(Coordinate annotation records)

[BEGIN]

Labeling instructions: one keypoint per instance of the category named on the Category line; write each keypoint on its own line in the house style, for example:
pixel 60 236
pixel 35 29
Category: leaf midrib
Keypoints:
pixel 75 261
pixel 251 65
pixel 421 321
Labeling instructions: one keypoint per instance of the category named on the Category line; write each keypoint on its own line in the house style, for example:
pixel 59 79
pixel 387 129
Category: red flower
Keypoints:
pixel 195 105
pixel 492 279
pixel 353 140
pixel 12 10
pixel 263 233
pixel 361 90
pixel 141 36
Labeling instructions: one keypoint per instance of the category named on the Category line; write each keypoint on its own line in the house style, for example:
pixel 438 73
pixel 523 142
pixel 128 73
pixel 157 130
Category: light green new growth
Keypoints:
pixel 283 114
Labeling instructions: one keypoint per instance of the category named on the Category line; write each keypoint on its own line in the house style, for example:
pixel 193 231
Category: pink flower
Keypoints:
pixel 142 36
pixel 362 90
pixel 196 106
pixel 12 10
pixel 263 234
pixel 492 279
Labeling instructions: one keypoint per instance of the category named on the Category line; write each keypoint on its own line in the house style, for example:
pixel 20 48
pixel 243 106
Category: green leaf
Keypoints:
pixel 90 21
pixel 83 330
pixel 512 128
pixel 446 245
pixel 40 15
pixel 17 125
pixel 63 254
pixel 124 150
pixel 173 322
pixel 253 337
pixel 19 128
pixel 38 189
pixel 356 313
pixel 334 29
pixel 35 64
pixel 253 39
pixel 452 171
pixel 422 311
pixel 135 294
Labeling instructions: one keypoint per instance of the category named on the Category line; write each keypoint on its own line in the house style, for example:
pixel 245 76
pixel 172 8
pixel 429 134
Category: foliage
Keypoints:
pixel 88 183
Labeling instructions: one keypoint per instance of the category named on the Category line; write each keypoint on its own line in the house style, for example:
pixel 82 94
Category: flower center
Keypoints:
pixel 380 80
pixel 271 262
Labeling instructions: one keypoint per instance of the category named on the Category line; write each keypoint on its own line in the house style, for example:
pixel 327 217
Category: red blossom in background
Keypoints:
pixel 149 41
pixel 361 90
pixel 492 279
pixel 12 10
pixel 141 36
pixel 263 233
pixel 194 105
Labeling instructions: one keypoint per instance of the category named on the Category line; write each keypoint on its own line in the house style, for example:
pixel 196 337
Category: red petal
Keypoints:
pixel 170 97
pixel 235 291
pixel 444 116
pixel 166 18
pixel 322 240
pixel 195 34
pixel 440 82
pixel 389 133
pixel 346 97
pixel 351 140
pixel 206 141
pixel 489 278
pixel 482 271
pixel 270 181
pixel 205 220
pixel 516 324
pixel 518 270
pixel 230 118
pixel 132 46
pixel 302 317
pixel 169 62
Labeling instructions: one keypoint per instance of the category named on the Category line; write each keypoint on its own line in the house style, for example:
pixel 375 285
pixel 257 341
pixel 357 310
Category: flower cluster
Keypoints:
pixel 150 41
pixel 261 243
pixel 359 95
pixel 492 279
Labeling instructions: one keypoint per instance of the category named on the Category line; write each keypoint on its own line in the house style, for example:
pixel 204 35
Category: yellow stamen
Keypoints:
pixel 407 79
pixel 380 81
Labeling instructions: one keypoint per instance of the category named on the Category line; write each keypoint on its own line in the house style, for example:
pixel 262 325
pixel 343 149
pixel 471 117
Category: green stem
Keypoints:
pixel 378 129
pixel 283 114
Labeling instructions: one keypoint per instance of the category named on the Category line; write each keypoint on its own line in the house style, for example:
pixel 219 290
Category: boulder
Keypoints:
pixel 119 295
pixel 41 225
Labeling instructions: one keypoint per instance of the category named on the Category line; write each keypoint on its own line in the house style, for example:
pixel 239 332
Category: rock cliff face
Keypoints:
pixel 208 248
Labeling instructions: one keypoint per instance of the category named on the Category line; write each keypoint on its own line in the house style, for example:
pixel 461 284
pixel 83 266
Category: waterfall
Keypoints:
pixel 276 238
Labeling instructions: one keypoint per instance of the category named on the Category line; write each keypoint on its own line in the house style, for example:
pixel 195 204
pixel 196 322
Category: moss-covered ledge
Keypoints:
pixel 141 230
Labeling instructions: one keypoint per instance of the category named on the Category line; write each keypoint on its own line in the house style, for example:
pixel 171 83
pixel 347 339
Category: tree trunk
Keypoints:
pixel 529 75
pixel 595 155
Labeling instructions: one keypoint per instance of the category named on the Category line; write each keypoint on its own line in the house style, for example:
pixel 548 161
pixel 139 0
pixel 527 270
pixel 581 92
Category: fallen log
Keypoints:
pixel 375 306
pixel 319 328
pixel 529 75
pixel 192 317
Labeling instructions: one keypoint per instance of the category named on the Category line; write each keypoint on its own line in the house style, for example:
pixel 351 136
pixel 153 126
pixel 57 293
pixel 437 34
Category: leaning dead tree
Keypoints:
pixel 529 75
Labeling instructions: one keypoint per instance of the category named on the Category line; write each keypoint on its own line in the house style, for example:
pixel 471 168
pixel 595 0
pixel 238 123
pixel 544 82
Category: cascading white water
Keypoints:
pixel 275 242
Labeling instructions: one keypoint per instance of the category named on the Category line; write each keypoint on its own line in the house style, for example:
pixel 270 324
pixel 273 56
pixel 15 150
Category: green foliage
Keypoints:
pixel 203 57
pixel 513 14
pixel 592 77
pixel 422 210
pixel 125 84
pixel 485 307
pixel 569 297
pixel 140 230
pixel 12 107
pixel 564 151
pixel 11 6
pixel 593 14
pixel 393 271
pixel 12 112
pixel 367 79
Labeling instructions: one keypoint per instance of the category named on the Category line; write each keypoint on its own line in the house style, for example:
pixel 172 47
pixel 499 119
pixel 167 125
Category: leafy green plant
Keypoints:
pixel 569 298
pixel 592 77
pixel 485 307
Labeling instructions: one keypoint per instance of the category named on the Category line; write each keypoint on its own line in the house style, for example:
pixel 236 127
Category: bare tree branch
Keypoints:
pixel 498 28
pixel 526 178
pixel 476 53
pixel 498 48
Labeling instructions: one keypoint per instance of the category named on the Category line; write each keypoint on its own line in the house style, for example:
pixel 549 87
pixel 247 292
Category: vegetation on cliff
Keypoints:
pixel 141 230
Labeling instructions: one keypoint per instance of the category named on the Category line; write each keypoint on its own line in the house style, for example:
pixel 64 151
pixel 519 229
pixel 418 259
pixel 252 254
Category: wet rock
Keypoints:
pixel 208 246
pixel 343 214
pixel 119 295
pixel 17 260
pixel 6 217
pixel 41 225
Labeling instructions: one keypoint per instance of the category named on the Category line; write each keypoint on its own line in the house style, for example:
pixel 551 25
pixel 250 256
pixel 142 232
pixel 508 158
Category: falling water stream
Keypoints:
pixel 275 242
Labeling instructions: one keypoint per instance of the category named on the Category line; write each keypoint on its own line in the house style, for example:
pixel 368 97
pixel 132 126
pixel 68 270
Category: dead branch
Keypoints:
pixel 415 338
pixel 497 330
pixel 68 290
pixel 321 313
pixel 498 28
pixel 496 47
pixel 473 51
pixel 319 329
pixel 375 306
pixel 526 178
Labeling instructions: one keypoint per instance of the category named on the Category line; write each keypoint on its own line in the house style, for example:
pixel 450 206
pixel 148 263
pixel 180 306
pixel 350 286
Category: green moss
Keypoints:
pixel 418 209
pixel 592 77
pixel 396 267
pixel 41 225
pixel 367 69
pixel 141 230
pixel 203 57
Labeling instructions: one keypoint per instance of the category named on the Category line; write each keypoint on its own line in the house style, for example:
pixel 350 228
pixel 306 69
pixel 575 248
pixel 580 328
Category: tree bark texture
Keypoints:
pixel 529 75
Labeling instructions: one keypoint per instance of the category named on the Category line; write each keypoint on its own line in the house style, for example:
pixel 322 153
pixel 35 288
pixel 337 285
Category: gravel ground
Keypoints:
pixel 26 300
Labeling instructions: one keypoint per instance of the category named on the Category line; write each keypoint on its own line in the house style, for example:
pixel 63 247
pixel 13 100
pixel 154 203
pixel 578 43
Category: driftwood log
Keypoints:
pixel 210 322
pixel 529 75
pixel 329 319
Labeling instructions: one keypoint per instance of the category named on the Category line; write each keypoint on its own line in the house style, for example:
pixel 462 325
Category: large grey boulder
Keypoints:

[END]

Requirements:
Quote the material word for word from its first line through the line containing "pixel 421 321", including both of those lines.

Task result:
Labeling instructions: one keypoint per instance of the category named on the Category line; write each keypoint on its own line in the house style, for example:
pixel 60 236
pixel 35 29
Category: leaf midrib
Keypoints:
pixel 75 261
pixel 251 65
pixel 421 321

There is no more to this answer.